For the data that follows, return each line unchanged and drop the pictures.

• Entries provided:
*** Block opens ***

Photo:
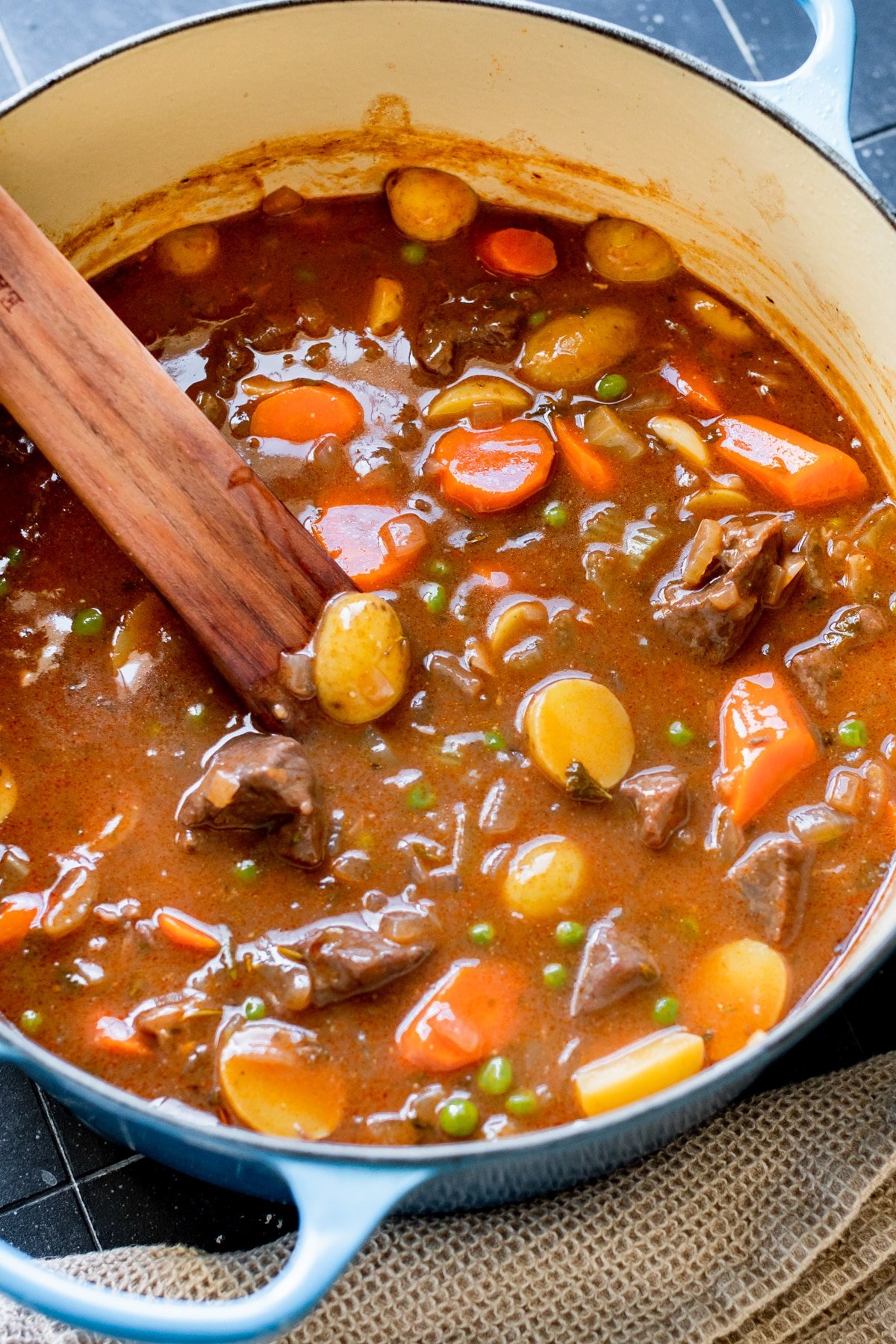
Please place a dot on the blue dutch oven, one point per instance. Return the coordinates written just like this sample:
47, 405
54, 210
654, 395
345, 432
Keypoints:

*** Block closes ***

• Answer to this problem:
Photo:
Please place a dot on the blue dutch oven, one point per instance. Return the coordinates written just like this sample:
47, 405
54, 210
654, 395
345, 432
Keypoints:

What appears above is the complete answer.